### RECORD EXCERPTS

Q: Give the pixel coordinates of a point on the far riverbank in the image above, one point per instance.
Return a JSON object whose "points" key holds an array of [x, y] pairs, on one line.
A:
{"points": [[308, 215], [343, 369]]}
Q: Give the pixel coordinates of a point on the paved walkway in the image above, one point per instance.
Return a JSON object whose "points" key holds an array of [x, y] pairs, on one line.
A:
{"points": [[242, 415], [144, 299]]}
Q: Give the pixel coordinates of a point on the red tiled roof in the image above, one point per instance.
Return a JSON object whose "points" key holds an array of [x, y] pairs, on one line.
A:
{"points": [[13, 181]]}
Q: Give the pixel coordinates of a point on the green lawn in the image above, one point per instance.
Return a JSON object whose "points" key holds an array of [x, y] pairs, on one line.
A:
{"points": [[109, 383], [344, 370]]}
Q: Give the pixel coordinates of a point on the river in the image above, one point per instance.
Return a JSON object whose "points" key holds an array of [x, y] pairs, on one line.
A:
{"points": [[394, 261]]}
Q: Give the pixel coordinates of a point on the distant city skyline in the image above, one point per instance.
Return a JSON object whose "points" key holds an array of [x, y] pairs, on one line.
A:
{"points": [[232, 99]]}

######

TASK PROMPT: Repeat word for word the lines of the entries from the line containing "Q: Give the pixel coordinates of a point on the distant" up to and including the last line of the entries.

ANSWER TO THE TASK:
Q: Give the pixel coordinates of a point on the distant city skyline in the image above, one point per instance.
Return a JSON object whose "points" key holds an array of [x, y] pairs, on one line.
A:
{"points": [[232, 99]]}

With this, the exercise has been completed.